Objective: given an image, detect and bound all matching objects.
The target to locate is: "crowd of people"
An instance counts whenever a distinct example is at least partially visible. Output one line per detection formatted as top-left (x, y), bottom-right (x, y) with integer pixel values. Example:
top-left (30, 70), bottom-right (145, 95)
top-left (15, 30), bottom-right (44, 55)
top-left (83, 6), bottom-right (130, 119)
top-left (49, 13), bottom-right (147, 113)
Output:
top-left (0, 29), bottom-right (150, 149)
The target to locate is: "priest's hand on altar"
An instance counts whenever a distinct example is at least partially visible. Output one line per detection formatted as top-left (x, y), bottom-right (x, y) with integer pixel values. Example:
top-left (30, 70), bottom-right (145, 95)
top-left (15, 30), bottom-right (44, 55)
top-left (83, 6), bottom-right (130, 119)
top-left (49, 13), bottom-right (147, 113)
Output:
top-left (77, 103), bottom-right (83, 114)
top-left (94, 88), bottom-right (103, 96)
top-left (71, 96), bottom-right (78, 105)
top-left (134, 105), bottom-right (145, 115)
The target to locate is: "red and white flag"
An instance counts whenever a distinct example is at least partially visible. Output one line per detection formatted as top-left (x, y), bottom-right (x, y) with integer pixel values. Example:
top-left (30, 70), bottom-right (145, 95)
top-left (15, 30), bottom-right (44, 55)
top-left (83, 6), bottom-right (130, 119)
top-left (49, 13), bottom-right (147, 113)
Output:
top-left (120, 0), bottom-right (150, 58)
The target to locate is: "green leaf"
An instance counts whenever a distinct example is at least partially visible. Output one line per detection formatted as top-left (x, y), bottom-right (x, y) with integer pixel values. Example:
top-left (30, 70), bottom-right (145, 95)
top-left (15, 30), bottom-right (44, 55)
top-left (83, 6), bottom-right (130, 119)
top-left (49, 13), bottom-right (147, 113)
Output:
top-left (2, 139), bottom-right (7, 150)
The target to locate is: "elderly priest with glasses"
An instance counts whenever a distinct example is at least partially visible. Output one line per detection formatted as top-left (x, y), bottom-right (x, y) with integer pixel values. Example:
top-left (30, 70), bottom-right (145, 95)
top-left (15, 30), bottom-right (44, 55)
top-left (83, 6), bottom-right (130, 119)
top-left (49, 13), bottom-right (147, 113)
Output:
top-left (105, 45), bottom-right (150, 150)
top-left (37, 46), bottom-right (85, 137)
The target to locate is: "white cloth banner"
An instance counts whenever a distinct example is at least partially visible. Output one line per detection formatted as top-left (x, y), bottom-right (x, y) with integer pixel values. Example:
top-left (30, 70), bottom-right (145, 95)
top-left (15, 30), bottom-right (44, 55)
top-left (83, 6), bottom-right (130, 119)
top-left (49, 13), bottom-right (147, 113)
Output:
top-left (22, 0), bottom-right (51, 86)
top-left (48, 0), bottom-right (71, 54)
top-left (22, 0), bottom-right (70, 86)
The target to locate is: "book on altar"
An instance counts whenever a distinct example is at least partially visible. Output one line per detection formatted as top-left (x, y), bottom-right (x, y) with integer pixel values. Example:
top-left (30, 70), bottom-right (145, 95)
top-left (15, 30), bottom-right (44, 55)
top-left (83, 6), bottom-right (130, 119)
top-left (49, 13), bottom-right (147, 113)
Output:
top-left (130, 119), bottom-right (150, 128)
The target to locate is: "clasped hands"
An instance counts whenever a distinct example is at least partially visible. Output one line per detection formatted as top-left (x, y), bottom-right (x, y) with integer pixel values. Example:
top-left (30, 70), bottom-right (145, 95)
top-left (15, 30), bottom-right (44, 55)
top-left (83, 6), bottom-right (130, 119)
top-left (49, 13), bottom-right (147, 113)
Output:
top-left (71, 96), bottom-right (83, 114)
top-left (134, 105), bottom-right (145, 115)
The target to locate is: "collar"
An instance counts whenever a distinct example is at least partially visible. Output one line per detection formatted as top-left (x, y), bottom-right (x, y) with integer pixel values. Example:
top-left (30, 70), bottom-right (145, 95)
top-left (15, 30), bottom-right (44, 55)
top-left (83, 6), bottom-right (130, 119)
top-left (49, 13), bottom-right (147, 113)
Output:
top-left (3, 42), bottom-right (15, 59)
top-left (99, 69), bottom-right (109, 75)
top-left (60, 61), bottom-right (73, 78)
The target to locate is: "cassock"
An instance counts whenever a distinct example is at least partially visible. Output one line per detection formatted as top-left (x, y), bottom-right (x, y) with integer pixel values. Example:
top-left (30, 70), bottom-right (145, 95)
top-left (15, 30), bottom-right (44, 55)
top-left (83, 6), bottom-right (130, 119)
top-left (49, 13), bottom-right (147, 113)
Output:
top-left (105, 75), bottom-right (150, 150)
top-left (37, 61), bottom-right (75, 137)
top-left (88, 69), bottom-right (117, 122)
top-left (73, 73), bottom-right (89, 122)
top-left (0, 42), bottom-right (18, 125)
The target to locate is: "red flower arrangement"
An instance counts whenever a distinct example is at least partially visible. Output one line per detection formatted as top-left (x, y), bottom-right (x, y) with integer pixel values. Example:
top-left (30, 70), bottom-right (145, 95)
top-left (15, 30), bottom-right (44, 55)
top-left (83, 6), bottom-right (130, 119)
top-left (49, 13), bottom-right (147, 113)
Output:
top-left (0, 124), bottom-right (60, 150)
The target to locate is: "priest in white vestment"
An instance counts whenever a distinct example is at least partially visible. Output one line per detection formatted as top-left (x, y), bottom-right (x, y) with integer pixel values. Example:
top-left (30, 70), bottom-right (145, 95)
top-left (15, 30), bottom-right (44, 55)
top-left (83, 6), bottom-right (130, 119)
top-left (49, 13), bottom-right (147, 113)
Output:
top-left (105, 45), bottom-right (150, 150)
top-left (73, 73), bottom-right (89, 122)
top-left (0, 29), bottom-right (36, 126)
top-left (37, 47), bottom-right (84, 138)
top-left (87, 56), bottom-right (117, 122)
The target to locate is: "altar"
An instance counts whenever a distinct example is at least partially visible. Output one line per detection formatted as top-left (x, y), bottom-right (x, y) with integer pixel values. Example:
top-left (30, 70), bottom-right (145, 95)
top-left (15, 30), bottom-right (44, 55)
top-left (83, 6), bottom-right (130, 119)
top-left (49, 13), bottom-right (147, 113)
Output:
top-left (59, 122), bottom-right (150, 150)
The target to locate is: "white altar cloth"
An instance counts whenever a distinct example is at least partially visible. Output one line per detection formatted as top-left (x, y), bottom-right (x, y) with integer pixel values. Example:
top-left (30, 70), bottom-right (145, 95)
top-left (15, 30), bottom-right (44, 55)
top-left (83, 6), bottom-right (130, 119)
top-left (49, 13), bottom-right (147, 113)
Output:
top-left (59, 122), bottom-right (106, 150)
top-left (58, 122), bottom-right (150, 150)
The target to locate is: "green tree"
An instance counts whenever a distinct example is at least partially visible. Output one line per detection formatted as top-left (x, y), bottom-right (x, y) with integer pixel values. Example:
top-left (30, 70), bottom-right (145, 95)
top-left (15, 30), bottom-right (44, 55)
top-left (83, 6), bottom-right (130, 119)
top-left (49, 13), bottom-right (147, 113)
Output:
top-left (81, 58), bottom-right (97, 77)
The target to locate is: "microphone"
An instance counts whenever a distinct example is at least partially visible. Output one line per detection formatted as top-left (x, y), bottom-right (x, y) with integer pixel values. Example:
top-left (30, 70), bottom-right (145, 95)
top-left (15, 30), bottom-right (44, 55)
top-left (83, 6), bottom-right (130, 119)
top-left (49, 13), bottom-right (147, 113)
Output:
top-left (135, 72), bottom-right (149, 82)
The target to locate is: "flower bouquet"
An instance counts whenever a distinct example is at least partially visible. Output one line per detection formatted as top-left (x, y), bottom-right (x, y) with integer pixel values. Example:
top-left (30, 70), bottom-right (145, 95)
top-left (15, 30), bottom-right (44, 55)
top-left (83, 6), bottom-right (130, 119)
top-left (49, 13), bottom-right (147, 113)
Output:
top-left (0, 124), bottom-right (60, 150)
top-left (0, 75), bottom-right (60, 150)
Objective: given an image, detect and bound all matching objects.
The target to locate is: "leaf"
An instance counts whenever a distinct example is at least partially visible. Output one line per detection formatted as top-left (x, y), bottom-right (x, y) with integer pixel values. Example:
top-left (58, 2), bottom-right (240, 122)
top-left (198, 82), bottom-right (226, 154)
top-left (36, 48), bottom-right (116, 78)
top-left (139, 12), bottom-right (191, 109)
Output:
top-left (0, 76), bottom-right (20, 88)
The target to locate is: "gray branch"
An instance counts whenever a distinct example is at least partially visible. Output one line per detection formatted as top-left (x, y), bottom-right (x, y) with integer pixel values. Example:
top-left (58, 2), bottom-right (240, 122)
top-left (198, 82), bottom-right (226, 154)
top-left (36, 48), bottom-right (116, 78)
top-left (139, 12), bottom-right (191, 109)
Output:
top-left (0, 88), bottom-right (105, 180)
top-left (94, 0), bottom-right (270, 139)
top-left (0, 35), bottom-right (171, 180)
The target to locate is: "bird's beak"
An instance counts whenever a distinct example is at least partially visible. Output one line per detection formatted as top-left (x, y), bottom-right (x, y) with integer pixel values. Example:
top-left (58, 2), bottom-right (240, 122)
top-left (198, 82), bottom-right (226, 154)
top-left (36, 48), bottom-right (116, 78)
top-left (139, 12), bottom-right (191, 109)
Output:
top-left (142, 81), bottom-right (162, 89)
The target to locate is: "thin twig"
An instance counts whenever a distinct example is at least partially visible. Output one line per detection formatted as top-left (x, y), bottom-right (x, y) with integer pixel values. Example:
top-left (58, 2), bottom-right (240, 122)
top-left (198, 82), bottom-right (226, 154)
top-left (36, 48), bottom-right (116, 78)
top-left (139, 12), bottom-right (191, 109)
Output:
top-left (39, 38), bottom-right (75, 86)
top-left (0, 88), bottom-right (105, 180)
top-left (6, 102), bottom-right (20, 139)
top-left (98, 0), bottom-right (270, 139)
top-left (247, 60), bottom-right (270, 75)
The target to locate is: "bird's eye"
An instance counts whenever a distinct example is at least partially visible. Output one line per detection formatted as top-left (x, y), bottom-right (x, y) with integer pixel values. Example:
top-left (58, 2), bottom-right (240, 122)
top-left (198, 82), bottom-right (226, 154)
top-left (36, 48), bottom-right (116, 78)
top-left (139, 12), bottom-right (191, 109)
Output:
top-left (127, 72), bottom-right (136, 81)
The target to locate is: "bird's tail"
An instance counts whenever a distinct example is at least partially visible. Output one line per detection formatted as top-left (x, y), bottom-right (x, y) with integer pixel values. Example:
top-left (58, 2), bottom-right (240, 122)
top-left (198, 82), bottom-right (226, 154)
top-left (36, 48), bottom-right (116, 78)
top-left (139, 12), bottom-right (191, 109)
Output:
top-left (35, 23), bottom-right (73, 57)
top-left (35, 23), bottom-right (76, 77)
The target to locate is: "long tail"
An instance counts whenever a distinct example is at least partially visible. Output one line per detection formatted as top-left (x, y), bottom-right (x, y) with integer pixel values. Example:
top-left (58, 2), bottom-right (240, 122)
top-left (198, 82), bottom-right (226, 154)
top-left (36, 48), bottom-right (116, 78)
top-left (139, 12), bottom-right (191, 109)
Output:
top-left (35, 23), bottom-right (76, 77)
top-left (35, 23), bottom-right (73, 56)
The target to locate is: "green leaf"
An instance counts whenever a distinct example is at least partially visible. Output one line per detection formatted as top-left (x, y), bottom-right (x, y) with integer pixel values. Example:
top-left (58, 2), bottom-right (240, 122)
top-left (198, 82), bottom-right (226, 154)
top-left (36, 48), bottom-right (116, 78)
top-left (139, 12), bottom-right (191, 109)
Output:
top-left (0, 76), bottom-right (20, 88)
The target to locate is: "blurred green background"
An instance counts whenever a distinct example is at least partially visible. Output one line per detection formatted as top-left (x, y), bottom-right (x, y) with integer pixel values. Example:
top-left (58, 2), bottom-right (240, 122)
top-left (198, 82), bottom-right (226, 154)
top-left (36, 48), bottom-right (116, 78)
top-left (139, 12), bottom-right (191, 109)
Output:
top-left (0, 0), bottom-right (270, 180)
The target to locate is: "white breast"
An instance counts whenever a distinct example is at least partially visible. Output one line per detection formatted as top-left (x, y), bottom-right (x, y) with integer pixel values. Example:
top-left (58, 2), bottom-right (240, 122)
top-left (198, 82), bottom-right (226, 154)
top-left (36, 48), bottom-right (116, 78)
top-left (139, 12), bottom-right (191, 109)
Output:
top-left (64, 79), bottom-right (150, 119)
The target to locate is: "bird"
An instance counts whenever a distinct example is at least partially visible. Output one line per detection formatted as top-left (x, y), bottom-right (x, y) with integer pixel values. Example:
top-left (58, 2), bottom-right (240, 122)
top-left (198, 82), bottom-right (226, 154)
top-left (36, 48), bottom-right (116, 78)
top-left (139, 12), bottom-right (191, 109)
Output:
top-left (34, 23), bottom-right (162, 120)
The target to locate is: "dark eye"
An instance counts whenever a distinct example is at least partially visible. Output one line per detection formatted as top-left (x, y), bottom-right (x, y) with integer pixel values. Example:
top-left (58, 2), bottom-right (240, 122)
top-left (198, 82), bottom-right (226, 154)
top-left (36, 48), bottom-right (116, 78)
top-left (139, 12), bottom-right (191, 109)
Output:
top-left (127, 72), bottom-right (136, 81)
============================================================
Set problem
Copy the lines above word for word, starting at the very first line and ending at the line that contains "top-left (0, 29), bottom-right (150, 149)". Include both of those lines.

Exercise solution
Objective: given an image, detect and bound all matching objects.
The target to locate is: "crowd of people"
An instance counts whenever a distinct example is at least partially visible. Output one line per detection formatted as top-left (x, y), bottom-right (x, y) with integer pixel values. Example:
top-left (30, 70), bottom-right (145, 95)
top-left (15, 30), bottom-right (44, 55)
top-left (83, 6), bottom-right (130, 119)
top-left (49, 13), bottom-right (147, 113)
Output:
top-left (0, 29), bottom-right (150, 149)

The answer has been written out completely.